*AIM OF THE EXERCISE*
Working from the listing below, set down every line exactly.

*EXERCISE MATERIALS*
################
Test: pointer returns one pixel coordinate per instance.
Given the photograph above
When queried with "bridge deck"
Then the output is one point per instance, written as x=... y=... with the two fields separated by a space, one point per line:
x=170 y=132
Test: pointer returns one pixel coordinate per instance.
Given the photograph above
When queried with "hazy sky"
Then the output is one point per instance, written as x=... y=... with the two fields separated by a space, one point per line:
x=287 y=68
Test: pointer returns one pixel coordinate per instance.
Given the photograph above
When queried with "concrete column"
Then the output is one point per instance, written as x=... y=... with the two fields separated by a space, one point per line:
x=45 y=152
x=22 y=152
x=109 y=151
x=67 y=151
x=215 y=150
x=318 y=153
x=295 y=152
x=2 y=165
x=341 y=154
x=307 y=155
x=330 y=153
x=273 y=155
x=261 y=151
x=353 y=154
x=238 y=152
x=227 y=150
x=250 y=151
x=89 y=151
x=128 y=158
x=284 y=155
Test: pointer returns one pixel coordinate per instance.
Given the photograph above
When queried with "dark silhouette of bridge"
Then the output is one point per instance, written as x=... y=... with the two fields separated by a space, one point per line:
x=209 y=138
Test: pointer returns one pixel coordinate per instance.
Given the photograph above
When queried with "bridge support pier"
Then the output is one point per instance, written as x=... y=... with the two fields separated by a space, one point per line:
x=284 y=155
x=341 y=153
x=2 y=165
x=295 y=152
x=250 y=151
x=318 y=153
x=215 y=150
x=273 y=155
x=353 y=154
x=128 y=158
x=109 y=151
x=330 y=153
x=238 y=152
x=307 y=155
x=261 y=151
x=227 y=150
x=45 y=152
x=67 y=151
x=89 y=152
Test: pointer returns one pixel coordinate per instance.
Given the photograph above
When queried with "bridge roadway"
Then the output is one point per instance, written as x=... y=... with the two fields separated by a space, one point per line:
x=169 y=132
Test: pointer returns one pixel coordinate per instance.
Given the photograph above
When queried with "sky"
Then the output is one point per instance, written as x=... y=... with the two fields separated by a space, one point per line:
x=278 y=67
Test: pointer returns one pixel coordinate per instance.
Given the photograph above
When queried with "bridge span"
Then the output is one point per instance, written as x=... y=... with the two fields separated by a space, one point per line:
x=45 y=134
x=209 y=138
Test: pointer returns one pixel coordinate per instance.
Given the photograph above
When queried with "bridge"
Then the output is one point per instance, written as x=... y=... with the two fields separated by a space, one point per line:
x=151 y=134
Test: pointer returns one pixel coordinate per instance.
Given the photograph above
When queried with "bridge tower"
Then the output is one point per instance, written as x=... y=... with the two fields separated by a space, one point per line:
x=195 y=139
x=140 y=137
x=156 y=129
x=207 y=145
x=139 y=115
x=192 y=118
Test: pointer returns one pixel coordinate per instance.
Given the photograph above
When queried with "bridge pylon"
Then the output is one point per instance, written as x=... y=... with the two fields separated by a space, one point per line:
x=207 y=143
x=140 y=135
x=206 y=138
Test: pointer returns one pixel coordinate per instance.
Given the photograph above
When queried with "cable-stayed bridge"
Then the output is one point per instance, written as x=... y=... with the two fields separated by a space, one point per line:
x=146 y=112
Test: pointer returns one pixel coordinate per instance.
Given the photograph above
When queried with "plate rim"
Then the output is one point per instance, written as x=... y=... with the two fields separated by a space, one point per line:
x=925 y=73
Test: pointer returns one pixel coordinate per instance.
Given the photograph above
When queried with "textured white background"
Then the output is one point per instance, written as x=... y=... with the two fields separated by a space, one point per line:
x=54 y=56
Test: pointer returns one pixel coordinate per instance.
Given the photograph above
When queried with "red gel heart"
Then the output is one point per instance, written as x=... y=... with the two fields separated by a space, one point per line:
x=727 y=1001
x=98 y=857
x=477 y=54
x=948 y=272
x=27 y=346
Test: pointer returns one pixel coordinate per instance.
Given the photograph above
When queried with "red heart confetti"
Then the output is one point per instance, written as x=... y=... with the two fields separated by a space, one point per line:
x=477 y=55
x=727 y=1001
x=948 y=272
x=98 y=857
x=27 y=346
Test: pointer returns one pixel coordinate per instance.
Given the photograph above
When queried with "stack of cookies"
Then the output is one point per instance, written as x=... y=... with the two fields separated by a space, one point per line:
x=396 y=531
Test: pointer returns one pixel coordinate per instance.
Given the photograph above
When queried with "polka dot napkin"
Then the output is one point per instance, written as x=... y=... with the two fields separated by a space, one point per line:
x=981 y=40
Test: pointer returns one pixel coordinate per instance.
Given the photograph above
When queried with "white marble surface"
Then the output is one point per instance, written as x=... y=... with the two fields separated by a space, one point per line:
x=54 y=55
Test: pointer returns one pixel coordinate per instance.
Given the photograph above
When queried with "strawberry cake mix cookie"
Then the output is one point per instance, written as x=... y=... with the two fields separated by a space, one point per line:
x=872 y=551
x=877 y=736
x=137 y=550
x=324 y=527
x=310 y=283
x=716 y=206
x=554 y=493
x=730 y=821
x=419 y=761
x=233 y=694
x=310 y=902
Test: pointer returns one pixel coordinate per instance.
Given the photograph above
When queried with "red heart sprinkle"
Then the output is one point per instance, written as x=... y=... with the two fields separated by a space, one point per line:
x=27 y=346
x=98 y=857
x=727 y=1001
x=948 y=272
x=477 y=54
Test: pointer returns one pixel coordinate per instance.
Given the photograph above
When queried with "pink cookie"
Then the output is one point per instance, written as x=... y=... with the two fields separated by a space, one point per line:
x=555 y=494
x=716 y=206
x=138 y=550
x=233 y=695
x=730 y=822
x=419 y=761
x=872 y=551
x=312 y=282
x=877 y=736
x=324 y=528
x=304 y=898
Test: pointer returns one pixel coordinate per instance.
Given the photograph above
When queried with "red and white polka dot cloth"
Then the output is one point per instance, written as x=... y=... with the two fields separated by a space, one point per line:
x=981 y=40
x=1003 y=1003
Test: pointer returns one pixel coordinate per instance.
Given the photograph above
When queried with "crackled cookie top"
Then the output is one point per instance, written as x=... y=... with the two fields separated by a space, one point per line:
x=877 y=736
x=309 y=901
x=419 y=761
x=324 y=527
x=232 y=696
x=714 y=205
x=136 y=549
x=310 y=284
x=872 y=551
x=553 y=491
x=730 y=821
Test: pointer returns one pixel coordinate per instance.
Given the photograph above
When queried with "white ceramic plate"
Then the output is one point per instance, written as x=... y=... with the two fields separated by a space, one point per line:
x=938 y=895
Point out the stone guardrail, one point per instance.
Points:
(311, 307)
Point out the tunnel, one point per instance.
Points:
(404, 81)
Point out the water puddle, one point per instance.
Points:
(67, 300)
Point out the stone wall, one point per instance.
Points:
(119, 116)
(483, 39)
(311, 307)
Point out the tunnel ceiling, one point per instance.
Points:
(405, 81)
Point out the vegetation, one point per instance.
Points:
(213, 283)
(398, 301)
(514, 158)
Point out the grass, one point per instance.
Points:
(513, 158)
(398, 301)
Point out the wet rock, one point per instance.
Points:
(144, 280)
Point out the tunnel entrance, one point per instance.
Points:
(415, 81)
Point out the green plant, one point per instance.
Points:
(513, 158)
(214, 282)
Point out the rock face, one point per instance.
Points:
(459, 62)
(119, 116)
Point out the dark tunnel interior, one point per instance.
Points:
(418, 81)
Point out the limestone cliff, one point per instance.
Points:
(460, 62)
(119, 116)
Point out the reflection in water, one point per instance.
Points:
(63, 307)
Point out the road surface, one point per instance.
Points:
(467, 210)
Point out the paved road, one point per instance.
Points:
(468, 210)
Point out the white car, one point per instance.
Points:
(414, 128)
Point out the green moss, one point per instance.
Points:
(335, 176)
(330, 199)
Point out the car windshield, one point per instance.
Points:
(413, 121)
################
*TASK RESPONSE*
Test: pointer returns one pixel coordinate per instance.
Given the photograph above
When queried with "bridge deck"
Then the output is one point per instance, written as x=... y=... with the two fields separated by a space, one point per line:
x=170 y=132
Test: pointer returns one pixel coordinate per instance.
Given the photograph above
When queried with "hazy sky"
Then the output is one point per instance, written as x=... y=... with the two fields separated by a space, one point per line:
x=287 y=68
Test: pointer returns one pixel coordinate per instance.
Given the photograph above
When queried with "concrete column"
Then the output is one point per instance, written as x=... y=... with the two fields separated by a space, one point per line:
x=45 y=152
x=22 y=152
x=109 y=151
x=67 y=151
x=215 y=150
x=318 y=153
x=295 y=152
x=2 y=165
x=341 y=154
x=307 y=155
x=330 y=153
x=273 y=155
x=261 y=151
x=353 y=154
x=238 y=152
x=227 y=150
x=250 y=151
x=89 y=151
x=128 y=158
x=284 y=155
Test: pointer returns one pixel coordinate per instance.
Given the photograph above
When queried with "dark silhouette of bridge"
Then the output is one point per instance, written as x=... y=... with the two fields separated by a space, one point per line:
x=209 y=138
Test: pointer returns one pixel coordinate per instance.
Given the photograph above
When queried with "bridge support pier"
Then the output is one point per instance, written as x=... y=... with the two fields separated by a space, one point per line:
x=284 y=155
x=341 y=153
x=2 y=165
x=295 y=152
x=250 y=151
x=318 y=153
x=215 y=150
x=273 y=155
x=353 y=154
x=128 y=158
x=109 y=151
x=330 y=153
x=238 y=152
x=307 y=155
x=261 y=151
x=227 y=150
x=45 y=152
x=67 y=151
x=89 y=152
Test: pointer returns one pixel coordinate per instance.
Given the photograph above
When queried with "bridge roadway"
Then the output is one point per instance, written as x=... y=... with the two fields separated by a space, one point per line:
x=169 y=132
Test: pointer returns one pixel coordinate per instance.
Given the photograph above
When queried with "sky"
Then the output is one point per instance, written as x=... y=... with the two fields separated by a space, one point per line:
x=278 y=67
Test: pointer returns one pixel coordinate per instance.
Given the photograph above
When queried with "bridge span"
Then the output is one point per instance, written as x=... y=... with the two fields separated by a space, one point per line:
x=45 y=134
x=209 y=138
Test: pointer returns one pixel coordinate per instance.
Given the photograph above
When queried with "bridge"
Then the output is one point per instance, written as x=... y=... with the two fields separated by a space, one point per line:
x=151 y=134
Test: pointer returns one pixel coordinate per instance.
Given the photograph above
When queried with "bridge tower"
Then the output is one point per instance, written as x=... y=... with the two fields separated by a space, one point per line:
x=195 y=139
x=140 y=137
x=156 y=129
x=207 y=145
x=139 y=115
x=192 y=118
Test: pointer returns one pixel coordinate per instance.
Given the photograph above
When queried with "bridge pylon"
Then the output is one point per instance, written as x=... y=... with the two fields separated by a space, one point per line:
x=207 y=143
x=140 y=135
x=206 y=138
Test: pointer returns one pixel coordinate per instance.
Given the photograph above
When queried with "cable-stayed bridge"
Then the output is one point per instance, written as x=... y=... with the two fields separated by a space, one point per line:
x=146 y=112
Test: pointer returns one pixel coordinate per instance.
Given the photograph above
When queried with "plate rim"
Then the output is one point per instance, written as x=... y=... with the two fields separated by a space, one point per line:
x=925 y=73
Test: pointer returns one pixel coordinate per instance.
Given the photograph above
When queried with "textured white background"
Then the output is one point per instance, written as x=... y=... with the two fields separated by a space, one point per line:
x=54 y=56
Test: pointer returns one pixel coordinate per instance.
Given the photograph above
When queried with "red gel heart"
Then the output is one point per instance, written as x=... y=... with the two fields separated by a space, one point per line:
x=727 y=1001
x=98 y=857
x=477 y=54
x=948 y=272
x=27 y=346
Test: pointer returns one pixel coordinate per instance.
Given the photograph above
When queried with "red heart confetti"
Then the output is one point per instance, written as x=... y=... with the two fields separated by a space, one point per line:
x=477 y=55
x=727 y=1001
x=948 y=272
x=98 y=857
x=27 y=346
Test: pointer returns one pixel coordinate per instance.
Given the photograph above
When queried with "stack of cookies"
Then the output is one point per instance, written as x=... y=... with the two fields separated by a space, one point per line:
x=396 y=531
Test: pointer returns one pixel coordinate per instance.
Given the photograph above
When queried with "polka dot napkin"
Then the output is one point per instance, written as x=... y=... with the two fields separated by a space, one point per line:
x=981 y=40
Test: pointer returns one pixel coordinate per instance.
Given the photograph above
When queried with "white marble surface"
Then the output is one point per instance, written as x=... y=... with the two fields separated by a space, one point per line:
x=54 y=55
Test: pointer returns one pixel coordinate per instance.
Given the photograph above
When queried with "strawberry cake mix cookie"
Then the output is one point per instance, written as x=... y=... with the two fields separated by a space, one point per line:
x=872 y=551
x=877 y=736
x=137 y=550
x=324 y=527
x=310 y=283
x=716 y=206
x=554 y=493
x=730 y=821
x=419 y=761
x=233 y=694
x=310 y=902
Test: pointer returns one pixel coordinate per instance.
Given the photograph above
When queried with "red heart sprinkle"
Then the output is one point per instance, written as x=... y=... with the two fields separated by a space, one point per line:
x=27 y=346
x=98 y=857
x=727 y=1001
x=948 y=272
x=477 y=54
Test: pointer returns one pixel coordinate per instance.
Given the photograph above
When queried with "pink cookie"
Then the output is one point per instance, written as x=... y=... with the two fields separated by a space, one point per line:
x=555 y=494
x=716 y=206
x=138 y=550
x=233 y=695
x=730 y=822
x=419 y=761
x=872 y=551
x=312 y=282
x=877 y=736
x=324 y=528
x=304 y=898
Test: pointer returns one pixel coordinate per instance.
Given the photograph above
When queried with "red and white polka dot cloth"
Then the output is one point per instance, written as x=... y=... with the two fields separated by a space, one point per line:
x=981 y=40
x=1003 y=1003
Test: pointer returns one pixel coordinate per instance.
Given the photograph above
When queried with "crackled cookie top"
Then the output is one point per instance, written as x=... y=... with the two fields separated by a space, one point per line:
x=877 y=736
x=309 y=901
x=419 y=761
x=324 y=527
x=232 y=696
x=714 y=205
x=136 y=549
x=310 y=284
x=872 y=551
x=553 y=491
x=730 y=821
Test: pointer returns one pixel coordinate per instance.
Given the photograph above
When queried with "white ceramic plate"
Then the output is one point per instance, written as x=... y=... with the two fields separated by a space, one point per line:
x=938 y=895
Point out the stone guardrail, one point per instance.
Points:
(311, 307)
Point out the tunnel, one point per instance.
Points:
(404, 81)
Point out the water puddle, one point per instance.
Points:
(67, 300)
Point out the stone wall, one point per instance.
Points:
(119, 116)
(483, 39)
(311, 307)
Point out the tunnel ceiling, one point per instance.
Points:
(405, 81)
Point out the vegetation, one point per instance.
Points:
(213, 283)
(398, 301)
(514, 158)
Point out the grass, one point per instance.
Points:
(513, 158)
(398, 301)
Point out the wet rock, one point per instance.
Points:
(144, 280)
Point out the tunnel entrance, one point per instance.
Points:
(415, 81)
Point out the green plant, one point per instance.
Points:
(513, 158)
(214, 282)
Point out the rock face, one point per instance.
Points:
(459, 62)
(119, 116)
Point out the dark tunnel interior, one point per instance.
Points:
(418, 81)
Point out the limestone cliff, one point per instance.
Points:
(460, 62)
(119, 116)
Point out the reflection in water, one point per instance.
Points:
(63, 307)
Point out the road surface, one point per instance.
Points:
(467, 210)
Point out the paved road, one point per instance.
Points:
(468, 210)
Point out the white car, one point per instance.
Points:
(414, 128)
Point out the green moss, one point per instance.
Points:
(335, 176)
(330, 199)
Point out the car windshield, one point per instance.
Points:
(413, 121)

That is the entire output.